• **MATERIAL PROVIDED**:
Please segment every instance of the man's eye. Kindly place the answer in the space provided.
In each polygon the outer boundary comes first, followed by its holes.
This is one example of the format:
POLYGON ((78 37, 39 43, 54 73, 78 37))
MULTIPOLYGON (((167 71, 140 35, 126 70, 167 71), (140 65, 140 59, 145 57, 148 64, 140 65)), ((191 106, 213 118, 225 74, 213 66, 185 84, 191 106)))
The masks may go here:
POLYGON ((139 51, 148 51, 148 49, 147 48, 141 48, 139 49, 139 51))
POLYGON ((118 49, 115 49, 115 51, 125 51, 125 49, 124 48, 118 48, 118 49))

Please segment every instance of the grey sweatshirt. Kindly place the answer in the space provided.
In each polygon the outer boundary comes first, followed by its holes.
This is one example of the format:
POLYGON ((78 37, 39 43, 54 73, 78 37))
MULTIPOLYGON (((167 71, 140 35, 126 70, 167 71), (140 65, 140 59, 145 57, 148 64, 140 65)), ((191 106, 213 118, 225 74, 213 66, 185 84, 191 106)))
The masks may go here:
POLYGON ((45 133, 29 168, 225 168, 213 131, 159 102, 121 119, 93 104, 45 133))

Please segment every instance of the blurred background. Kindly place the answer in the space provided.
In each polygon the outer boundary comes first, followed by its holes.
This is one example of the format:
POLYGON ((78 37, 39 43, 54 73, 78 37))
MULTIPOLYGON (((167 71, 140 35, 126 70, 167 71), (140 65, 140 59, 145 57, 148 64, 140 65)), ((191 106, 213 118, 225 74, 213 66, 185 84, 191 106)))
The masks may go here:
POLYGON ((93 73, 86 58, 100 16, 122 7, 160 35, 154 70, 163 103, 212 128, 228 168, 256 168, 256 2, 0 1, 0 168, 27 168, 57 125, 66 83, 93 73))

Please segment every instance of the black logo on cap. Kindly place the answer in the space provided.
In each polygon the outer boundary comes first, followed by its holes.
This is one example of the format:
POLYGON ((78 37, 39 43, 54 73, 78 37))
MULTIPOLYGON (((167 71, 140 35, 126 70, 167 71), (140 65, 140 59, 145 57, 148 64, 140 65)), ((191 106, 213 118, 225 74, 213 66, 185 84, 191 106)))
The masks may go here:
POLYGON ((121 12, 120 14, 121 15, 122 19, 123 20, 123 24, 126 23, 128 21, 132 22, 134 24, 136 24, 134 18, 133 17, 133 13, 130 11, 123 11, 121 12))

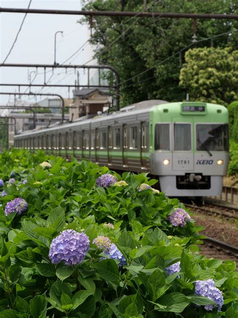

• **TASK**: Rewrite the items above as a JSON list of strings, one per line, starting at the line that contains "Please segment every instance of the black" and continuing through the last line of the items, leaving out blank lines. Do not include the pictures in your answer.

• **THE COMPLETED TASK**:
[
  "Please segment every instance of the black logo on cap. Kindly place the answer in the space provided.",
  "In each polygon the outer boundary comes first, followed by its holes.",
  "This is one example of the format:",
  "POLYGON ((78 37, 39 43, 54 73, 78 37))",
  "MULTIPOLYGON (((167 71, 140 35, 126 70, 167 71), (140 65, 140 59, 145 57, 148 64, 140 65)), ((191 106, 213 118, 225 74, 213 66, 185 84, 191 106)))",
  "The masks may go here:",
  "POLYGON ((121 12, 120 14, 121 15, 122 19, 123 20, 123 24, 126 23, 128 21, 132 22, 134 24, 136 24, 134 18, 133 17, 133 13, 130 11, 123 11, 121 12))"
]